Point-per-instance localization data
==*==

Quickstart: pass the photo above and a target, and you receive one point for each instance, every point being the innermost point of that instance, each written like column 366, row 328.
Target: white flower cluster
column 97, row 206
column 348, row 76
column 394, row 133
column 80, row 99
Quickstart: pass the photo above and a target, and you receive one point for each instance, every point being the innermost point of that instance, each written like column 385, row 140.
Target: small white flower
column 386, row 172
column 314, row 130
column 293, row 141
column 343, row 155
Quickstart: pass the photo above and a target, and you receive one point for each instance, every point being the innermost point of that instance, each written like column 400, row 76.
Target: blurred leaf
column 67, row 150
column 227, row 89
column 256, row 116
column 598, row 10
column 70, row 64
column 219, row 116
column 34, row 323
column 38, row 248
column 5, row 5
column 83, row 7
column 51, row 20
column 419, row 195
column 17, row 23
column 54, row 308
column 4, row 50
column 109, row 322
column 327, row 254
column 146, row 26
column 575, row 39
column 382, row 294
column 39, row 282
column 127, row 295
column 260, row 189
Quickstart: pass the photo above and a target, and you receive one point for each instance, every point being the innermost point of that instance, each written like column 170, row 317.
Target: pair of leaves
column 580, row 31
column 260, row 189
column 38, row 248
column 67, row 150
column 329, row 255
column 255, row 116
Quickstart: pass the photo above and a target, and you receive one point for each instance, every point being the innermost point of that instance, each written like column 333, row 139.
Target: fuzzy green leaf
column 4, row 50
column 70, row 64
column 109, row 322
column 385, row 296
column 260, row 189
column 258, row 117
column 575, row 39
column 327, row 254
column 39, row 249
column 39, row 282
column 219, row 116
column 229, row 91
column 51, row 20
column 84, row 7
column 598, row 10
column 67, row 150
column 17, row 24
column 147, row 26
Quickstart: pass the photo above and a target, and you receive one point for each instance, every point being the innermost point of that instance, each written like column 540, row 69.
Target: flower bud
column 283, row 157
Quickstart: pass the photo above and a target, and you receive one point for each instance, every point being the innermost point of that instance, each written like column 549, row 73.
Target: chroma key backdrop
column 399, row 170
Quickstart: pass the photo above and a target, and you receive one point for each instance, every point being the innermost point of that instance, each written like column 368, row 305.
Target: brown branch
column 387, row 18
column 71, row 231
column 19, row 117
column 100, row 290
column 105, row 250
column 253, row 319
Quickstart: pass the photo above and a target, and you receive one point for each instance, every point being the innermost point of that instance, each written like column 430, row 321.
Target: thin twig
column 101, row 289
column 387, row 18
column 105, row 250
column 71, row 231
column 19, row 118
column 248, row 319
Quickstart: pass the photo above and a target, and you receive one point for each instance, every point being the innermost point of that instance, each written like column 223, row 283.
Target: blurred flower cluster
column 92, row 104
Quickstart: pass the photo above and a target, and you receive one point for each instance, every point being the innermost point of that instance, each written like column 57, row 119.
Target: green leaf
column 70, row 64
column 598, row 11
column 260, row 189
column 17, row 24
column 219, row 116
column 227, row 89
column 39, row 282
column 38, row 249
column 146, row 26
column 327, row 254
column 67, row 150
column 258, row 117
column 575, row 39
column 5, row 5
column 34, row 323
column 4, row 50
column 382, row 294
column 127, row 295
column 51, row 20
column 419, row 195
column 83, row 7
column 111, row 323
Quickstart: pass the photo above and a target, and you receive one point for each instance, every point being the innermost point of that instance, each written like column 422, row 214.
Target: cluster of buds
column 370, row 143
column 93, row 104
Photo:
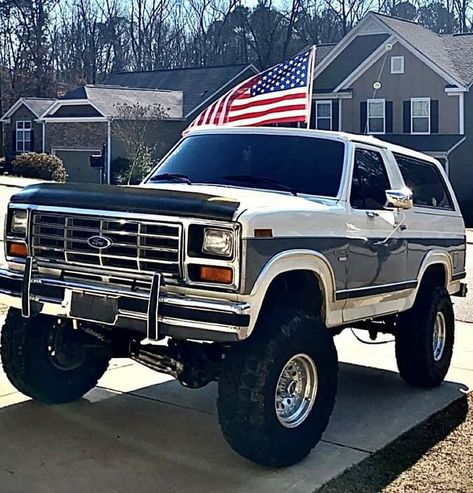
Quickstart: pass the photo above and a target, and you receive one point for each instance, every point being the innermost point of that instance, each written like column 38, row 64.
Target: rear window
column 426, row 182
column 305, row 164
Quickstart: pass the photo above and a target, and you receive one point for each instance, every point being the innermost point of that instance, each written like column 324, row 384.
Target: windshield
column 305, row 165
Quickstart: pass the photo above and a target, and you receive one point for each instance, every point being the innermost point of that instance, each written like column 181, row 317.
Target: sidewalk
column 139, row 429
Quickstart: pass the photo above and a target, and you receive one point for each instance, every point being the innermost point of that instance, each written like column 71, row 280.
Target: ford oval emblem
column 99, row 242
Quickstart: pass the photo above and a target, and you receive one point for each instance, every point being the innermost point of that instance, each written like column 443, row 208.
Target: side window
column 370, row 181
column 426, row 183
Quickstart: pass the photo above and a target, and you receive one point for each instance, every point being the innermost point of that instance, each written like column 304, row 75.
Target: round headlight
column 218, row 242
column 19, row 222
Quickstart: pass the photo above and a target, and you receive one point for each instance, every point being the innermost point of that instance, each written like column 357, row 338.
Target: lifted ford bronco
column 237, row 260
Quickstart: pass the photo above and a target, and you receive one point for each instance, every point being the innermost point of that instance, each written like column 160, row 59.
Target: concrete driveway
column 139, row 430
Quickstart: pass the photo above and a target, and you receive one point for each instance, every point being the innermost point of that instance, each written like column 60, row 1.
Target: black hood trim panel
column 139, row 200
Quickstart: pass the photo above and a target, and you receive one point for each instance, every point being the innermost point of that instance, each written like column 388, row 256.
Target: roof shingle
column 197, row 83
column 451, row 53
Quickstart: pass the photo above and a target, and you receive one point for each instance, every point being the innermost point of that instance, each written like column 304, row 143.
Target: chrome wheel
column 440, row 334
column 296, row 390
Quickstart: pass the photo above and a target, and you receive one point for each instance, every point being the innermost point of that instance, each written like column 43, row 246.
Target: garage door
column 77, row 164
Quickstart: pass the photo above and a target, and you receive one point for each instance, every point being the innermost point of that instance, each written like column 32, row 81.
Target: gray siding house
column 405, row 84
column 81, row 123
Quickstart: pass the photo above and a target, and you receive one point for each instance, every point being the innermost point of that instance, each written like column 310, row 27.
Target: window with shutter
column 376, row 116
column 323, row 115
column 23, row 136
column 420, row 115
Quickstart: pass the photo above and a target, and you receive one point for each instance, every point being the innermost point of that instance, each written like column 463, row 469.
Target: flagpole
column 311, row 82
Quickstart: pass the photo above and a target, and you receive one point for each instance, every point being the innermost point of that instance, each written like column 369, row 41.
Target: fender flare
column 291, row 260
column 436, row 257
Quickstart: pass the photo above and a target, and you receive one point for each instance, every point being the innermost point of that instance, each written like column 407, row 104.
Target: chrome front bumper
column 156, row 314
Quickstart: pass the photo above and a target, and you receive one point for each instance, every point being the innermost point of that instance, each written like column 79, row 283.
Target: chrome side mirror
column 400, row 199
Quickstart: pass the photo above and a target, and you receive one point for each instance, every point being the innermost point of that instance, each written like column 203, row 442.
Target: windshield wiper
column 261, row 180
column 173, row 177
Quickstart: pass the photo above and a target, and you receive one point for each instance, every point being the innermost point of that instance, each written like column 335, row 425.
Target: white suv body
column 243, row 237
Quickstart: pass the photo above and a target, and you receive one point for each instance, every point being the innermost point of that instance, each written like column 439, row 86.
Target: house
column 81, row 123
column 400, row 81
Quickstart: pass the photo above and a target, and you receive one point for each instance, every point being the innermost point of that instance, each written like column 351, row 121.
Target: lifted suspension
column 193, row 364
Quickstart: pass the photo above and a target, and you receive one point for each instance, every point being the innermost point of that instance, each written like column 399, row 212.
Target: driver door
column 377, row 255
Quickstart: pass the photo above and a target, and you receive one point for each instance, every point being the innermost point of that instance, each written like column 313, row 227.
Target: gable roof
column 347, row 60
column 37, row 106
column 323, row 50
column 106, row 100
column 450, row 55
column 198, row 84
column 441, row 50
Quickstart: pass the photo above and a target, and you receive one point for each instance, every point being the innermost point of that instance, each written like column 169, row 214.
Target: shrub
column 119, row 167
column 133, row 171
column 42, row 166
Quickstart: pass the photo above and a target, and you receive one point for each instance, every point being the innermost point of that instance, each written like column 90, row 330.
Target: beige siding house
column 81, row 124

==*==

§ **EXERCISE DESCRIPTION**: Write out only the lines that run from the line containing "369, row 41." through the line containing "79, row 283.", both included, exactly as they appear above.

§ **RESULT OF THIS EXERCISE**:
Quickstart: pass the photo above and a target, and you receive one point for each instance, every point being the innermost point of that instance, each written like column 369, row 41.
Target: fender flare
column 291, row 260
column 436, row 257
Quickstart: pass the photo above and a target, and you receive one point for each instance, every point being the innermost point of that instance, each written like column 407, row 104.
Target: chrome front bumper
column 156, row 314
Quickstart: pass the photo above and a target, and you receive one point for each instance, every point being the innermost point of that instance, each written like column 79, row 283.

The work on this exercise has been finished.